» **What is needed**: Print every line of the data below without changes, from the first line through the last.
((
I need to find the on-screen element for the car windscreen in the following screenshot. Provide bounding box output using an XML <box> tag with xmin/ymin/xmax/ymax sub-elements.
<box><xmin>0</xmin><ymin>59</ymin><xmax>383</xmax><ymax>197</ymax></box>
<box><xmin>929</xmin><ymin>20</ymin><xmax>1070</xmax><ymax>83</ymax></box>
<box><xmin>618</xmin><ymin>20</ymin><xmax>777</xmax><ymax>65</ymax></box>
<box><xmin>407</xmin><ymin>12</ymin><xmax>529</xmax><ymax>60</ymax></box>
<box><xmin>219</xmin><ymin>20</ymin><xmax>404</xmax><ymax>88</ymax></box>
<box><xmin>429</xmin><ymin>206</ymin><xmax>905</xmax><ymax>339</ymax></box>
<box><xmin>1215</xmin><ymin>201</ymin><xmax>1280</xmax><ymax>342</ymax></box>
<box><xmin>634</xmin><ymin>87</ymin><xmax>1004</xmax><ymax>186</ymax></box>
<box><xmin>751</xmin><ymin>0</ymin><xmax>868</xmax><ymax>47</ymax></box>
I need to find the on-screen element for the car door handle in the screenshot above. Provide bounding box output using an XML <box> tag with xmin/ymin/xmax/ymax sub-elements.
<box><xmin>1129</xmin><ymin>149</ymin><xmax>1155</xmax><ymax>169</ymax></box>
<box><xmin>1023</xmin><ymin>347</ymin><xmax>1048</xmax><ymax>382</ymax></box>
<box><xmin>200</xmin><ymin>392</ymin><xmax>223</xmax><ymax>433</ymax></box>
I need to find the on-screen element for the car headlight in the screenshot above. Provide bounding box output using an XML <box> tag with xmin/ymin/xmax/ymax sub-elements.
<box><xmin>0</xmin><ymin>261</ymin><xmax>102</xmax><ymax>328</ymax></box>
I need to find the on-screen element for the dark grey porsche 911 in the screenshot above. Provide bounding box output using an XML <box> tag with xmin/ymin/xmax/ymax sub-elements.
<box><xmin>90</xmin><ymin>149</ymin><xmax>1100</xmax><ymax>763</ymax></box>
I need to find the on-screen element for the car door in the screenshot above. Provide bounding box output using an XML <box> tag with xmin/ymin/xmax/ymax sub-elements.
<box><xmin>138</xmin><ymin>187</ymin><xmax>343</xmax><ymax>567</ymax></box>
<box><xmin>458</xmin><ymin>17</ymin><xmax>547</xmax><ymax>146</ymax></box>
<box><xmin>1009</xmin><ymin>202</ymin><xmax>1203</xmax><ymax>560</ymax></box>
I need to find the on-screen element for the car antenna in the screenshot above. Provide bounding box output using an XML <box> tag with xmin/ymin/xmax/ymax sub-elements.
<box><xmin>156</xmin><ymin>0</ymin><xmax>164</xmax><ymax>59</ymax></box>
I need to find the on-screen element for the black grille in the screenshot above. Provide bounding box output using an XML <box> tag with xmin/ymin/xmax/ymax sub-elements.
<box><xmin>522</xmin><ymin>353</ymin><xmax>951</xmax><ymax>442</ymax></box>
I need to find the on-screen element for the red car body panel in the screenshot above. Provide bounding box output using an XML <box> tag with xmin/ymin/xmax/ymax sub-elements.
))
» **Solution to this exercise**:
I need to find the on-screen element for the car windscreen in the following screenshot. Provide bounding box output using an XML <box> tag with xmin/ymin/xmax/ymax sub-elements.
<box><xmin>0</xmin><ymin>59</ymin><xmax>383</xmax><ymax>197</ymax></box>
<box><xmin>929</xmin><ymin>20</ymin><xmax>1070</xmax><ymax>83</ymax></box>
<box><xmin>618</xmin><ymin>20</ymin><xmax>777</xmax><ymax>65</ymax></box>
<box><xmin>407</xmin><ymin>12</ymin><xmax>529</xmax><ymax>60</ymax></box>
<box><xmin>219</xmin><ymin>20</ymin><xmax>404</xmax><ymax>88</ymax></box>
<box><xmin>429</xmin><ymin>206</ymin><xmax>905</xmax><ymax>339</ymax></box>
<box><xmin>1215</xmin><ymin>201</ymin><xmax>1280</xmax><ymax>342</ymax></box>
<box><xmin>634</xmin><ymin>87</ymin><xmax>1004</xmax><ymax>186</ymax></box>
<box><xmin>751</xmin><ymin>0</ymin><xmax>868</xmax><ymax>47</ymax></box>
I need to find the on-screen element for the car door handle in the screenshot above. Provide bounding box output using an XML <box> tag with xmin/ymin/xmax/ymax sub-elements.
<box><xmin>1129</xmin><ymin>149</ymin><xmax>1155</xmax><ymax>169</ymax></box>
<box><xmin>1023</xmin><ymin>347</ymin><xmax>1048</xmax><ymax>382</ymax></box>
<box><xmin>200</xmin><ymin>392</ymin><xmax>223</xmax><ymax>433</ymax></box>
I need to find the on-screen element for the car headlight in the screenshot above. Provide bounding box output using an XML <box> tag with xmin/ymin/xmax/ymax sub-elements.
<box><xmin>0</xmin><ymin>261</ymin><xmax>102</xmax><ymax>328</ymax></box>
I need to find the on-screen element for the dark grey porsche 911 in the screenshot above. Provide bounding box output using an XML <box> tag with xmin/ymin/xmax/ymax sub-elements.
<box><xmin>90</xmin><ymin>149</ymin><xmax>1100</xmax><ymax>763</ymax></box>
I need to find the on-screen element for the car door in the screenshot above. Provide bounding box output using an XML <box> tag with xmin/ymin/xmax/ymax sub-elements.
<box><xmin>138</xmin><ymin>187</ymin><xmax>343</xmax><ymax>567</ymax></box>
<box><xmin>458</xmin><ymin>17</ymin><xmax>547</xmax><ymax>146</ymax></box>
<box><xmin>1009</xmin><ymin>202</ymin><xmax>1203</xmax><ymax>560</ymax></box>
I need to find the on-screen element for the car antenna in the screenshot above. Provide bounding box output using an XML <box> tag with xmin/ymin/xmax/ymax sub-elements.
<box><xmin>156</xmin><ymin>0</ymin><xmax>164</xmax><ymax>59</ymax></box>
I need to find the on-screen element for the black grille in the screenshot above. Provide bounding box output using an XML <box> tag with xmin/ymin/xmax/ymax sub-elements.
<box><xmin>522</xmin><ymin>353</ymin><xmax>951</xmax><ymax>442</ymax></box>
I need to find the on-screen element for the red car body panel in the screenshot above. Provide bounding box output using an XML <box> tag with xmin/ymin/xmax/ymax sub-elements.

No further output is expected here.